[Instruction] Which lines of the listing below contain the string "surface"? Identify each one and copy it in full, treating uppercase and lowercase as different.

[Supplied entries]
════════════════

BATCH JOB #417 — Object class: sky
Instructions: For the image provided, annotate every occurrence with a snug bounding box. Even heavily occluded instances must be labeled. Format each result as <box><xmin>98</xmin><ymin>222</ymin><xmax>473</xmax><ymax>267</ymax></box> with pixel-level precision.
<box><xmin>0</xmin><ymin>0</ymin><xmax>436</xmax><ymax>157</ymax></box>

════════════════

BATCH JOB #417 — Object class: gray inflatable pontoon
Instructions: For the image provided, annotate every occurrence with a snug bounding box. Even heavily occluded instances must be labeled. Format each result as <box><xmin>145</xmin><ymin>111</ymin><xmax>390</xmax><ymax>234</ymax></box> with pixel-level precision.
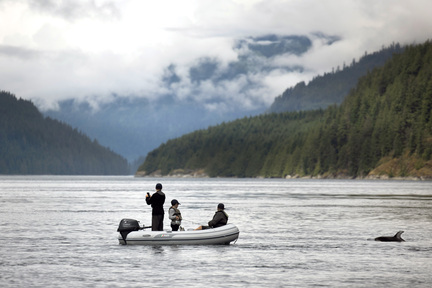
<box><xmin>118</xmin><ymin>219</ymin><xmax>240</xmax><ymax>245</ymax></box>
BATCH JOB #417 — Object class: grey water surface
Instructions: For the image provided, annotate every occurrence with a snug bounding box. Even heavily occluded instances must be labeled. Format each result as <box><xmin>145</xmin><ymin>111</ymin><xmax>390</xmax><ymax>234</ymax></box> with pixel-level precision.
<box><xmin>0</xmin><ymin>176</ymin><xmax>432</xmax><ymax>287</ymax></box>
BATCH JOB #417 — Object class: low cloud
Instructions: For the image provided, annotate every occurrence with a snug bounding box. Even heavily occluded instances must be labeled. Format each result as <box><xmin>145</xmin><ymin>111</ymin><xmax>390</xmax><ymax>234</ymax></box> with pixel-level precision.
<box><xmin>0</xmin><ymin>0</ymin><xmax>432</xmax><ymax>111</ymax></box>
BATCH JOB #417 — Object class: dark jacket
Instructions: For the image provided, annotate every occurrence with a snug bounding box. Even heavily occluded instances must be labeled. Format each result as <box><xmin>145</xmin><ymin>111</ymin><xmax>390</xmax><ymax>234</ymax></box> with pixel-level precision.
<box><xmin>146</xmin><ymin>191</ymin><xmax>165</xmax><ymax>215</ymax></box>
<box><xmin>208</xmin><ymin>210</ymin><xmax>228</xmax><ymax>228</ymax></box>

════════════════

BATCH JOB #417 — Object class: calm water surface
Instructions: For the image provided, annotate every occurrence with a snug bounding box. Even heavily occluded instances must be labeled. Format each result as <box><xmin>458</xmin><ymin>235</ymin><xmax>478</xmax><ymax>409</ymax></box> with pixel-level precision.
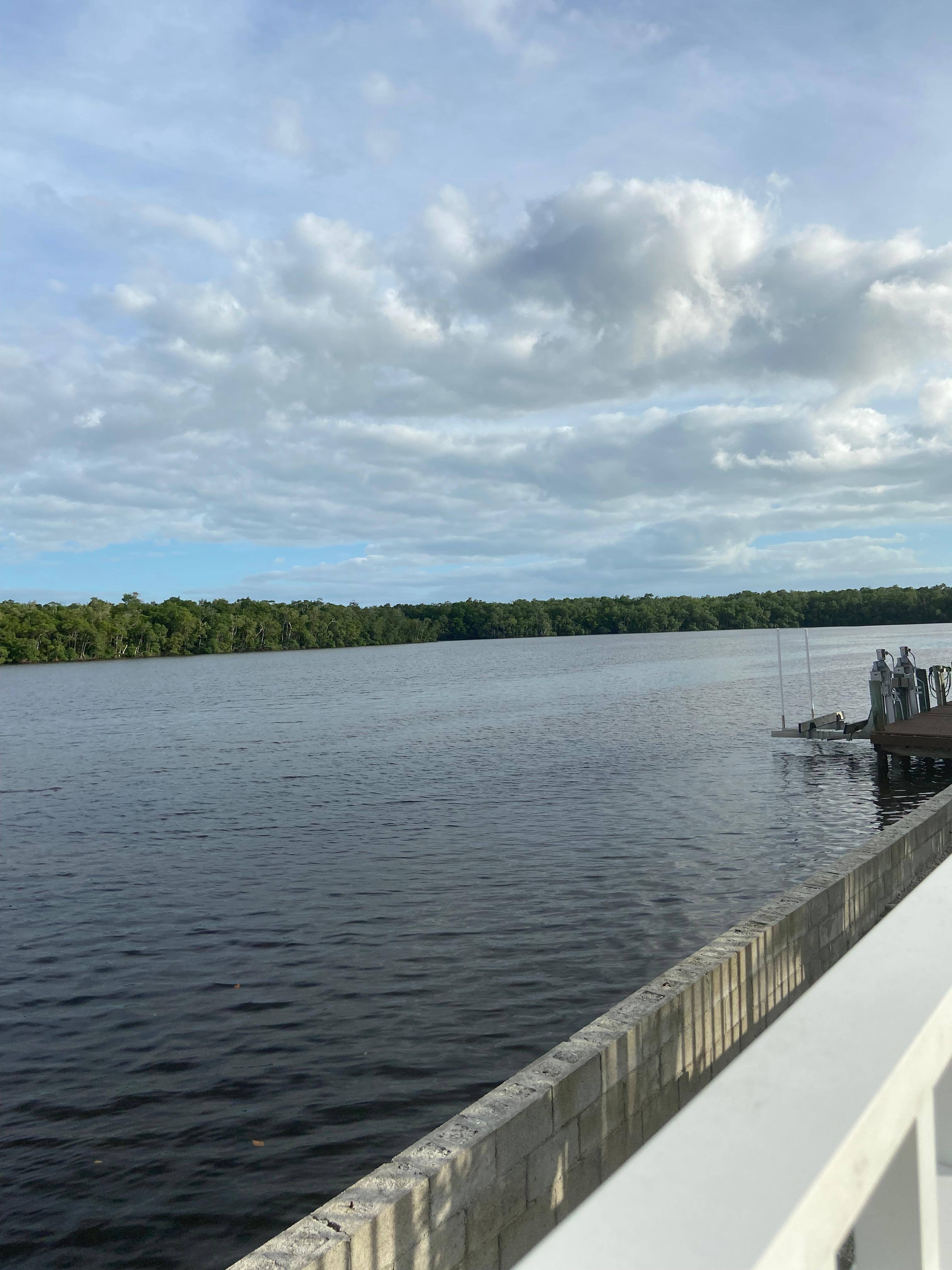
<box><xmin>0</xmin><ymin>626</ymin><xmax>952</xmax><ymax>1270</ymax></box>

════════════════

[Reply to the exercise]
BATCH JOB #417 — Object class: grey water surface
BATCH JOB #417 — Object class: calm water surface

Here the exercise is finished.